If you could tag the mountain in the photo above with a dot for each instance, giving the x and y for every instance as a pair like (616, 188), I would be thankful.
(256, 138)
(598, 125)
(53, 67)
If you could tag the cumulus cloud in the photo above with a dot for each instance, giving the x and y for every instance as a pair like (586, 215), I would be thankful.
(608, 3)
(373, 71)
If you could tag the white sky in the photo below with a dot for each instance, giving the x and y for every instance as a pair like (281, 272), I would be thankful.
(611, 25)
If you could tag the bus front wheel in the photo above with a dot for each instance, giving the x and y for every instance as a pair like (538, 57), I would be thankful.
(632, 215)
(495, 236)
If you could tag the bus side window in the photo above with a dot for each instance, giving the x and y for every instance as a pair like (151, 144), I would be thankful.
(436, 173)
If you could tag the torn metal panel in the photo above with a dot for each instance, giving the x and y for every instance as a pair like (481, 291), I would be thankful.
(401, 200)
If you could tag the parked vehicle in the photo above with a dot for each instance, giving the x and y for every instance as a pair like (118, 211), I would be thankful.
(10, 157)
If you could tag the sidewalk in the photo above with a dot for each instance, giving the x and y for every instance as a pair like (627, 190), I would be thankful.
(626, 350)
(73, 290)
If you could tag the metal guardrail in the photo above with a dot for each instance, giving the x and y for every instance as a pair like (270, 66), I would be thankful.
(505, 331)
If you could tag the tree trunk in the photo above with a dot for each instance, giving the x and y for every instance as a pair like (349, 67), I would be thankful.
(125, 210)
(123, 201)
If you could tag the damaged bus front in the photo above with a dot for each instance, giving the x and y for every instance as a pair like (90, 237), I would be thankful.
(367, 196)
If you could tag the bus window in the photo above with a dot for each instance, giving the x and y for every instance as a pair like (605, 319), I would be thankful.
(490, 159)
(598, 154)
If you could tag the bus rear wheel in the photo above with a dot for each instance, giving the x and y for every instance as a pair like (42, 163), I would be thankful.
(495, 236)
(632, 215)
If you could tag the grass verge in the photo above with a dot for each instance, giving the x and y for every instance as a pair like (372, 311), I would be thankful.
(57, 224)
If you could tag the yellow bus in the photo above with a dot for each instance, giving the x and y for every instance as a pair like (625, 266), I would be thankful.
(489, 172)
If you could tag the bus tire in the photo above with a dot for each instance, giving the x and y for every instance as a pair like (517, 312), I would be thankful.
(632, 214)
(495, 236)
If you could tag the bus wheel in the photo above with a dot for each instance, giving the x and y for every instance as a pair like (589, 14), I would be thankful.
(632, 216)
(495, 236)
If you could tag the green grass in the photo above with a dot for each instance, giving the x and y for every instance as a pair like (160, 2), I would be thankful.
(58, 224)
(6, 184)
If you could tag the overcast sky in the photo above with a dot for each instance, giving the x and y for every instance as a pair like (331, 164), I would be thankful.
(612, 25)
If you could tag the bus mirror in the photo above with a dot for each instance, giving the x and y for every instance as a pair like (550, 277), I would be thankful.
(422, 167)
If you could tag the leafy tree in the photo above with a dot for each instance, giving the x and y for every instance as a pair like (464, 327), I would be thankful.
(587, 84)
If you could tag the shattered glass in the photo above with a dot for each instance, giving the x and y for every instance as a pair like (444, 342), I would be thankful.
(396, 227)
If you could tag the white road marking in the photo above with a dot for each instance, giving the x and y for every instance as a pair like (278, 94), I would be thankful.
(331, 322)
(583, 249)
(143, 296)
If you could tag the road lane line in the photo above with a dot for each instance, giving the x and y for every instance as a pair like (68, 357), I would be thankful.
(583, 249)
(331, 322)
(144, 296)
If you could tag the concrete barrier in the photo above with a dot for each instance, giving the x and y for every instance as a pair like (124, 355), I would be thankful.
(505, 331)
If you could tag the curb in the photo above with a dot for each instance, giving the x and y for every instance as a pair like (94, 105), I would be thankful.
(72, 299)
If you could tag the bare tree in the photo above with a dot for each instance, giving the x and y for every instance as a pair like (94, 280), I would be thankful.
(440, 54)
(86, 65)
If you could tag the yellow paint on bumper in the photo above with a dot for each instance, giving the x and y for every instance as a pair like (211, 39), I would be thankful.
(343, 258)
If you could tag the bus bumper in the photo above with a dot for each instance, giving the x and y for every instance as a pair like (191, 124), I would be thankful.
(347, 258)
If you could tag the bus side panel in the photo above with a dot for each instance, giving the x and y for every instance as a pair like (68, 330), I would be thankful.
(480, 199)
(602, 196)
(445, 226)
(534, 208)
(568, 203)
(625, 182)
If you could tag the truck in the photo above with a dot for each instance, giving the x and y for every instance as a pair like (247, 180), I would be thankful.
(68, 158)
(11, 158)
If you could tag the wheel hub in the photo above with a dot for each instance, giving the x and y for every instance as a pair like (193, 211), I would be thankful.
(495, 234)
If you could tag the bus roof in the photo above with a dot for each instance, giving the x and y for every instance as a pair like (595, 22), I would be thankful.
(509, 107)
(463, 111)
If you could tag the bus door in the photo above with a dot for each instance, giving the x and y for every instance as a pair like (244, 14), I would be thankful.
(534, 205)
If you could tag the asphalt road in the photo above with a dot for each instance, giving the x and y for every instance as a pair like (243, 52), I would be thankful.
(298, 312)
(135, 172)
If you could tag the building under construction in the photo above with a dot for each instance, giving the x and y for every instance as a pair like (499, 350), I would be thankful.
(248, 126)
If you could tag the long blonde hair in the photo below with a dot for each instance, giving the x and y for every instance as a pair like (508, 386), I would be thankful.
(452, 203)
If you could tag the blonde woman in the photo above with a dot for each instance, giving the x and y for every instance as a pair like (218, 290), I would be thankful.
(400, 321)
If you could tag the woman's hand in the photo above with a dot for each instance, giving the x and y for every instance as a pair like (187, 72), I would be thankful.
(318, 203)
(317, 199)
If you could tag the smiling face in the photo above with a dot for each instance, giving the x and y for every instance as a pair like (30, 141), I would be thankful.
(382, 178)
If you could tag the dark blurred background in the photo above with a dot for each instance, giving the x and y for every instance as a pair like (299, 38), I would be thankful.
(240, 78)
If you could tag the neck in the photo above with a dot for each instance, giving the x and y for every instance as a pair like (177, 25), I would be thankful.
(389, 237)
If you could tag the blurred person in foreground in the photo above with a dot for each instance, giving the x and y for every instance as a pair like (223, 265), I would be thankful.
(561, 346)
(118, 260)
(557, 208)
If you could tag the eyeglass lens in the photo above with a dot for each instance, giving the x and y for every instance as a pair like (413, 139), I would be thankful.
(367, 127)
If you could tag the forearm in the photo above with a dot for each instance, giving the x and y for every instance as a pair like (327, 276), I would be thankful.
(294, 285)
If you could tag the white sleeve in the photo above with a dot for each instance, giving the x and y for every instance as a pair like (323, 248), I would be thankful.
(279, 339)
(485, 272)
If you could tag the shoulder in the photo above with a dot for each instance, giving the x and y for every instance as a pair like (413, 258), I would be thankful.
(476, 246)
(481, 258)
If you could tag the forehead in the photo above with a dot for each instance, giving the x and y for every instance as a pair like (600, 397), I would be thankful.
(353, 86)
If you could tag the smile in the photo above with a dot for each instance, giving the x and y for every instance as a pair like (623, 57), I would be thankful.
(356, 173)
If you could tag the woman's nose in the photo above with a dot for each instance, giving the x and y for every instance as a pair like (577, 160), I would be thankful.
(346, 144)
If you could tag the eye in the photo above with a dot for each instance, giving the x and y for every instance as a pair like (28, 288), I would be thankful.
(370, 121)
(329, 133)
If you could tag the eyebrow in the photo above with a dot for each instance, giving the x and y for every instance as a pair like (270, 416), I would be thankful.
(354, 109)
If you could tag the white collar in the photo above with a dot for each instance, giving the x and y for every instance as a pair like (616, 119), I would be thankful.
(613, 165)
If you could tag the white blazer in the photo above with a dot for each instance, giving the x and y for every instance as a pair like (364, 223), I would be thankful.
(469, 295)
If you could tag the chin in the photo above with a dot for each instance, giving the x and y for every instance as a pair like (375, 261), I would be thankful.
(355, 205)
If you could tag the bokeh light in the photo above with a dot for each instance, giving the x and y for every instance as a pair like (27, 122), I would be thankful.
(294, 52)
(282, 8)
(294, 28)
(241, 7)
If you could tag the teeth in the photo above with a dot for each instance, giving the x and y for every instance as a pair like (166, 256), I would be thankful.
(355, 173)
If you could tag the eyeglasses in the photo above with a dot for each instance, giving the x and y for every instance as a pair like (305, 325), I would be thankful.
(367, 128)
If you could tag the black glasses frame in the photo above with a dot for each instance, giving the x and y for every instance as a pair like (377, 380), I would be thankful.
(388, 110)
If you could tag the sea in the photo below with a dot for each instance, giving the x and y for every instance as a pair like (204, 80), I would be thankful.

### Work to complete
Which lines run from the one containing "If you could tag the eye in" to the end of the entries above? Print them exactly, both ends included, and nothing else.

### Finished task
If you could tag the eye in the photo above with a dot for each instance, giving the x and y for every instance as a pair like (28, 288), I would be thankful.
(370, 121)
(329, 133)
If you could tag the eyebrow in the photo above with a dot for each instance, giving the x and y for every instance as a pair like (270, 416), I would be thankful.
(354, 109)
If you could tag the white collar in the photo above with a dot for each instance, giving the x and y for every instance as a pair like (616, 119), I would be thankful.
(613, 165)
If you could tag the white blazer in the photo above with a dot for each instance, giving the x and y for every instance as a pair like (364, 223), I would be thankful.
(469, 295)
If you could tag the chin in the photo above with a dot for each instance, giving the x and y for every instance as a pair like (375, 261), I would be thankful.
(355, 205)
If you could tag the bokeh light in the photo above with a dot for each instance, giving the x and y for every instance as a pair like (27, 122), I would be thankful.
(294, 52)
(282, 8)
(294, 28)
(241, 7)
If you could tag the teeth in the photo above with a dot for each instance, giving the x and y for every instance as a pair like (166, 256), I would be thankful.
(355, 173)
If you could tag the eyeglasses in the photo above with a dot for each instance, giving the x and y for every instance as a pair like (305, 325), I would be thankful.
(367, 128)
If you could tag the black glasses frame in the photo above with a dot for each instance, giving the x and y for every instance as a pair like (377, 380), I would be thankful.
(388, 110)
If you could tag the sea in the photo below with a dot for each instance, giving the x and y for every instance as a pair like (204, 80), I would be thankful.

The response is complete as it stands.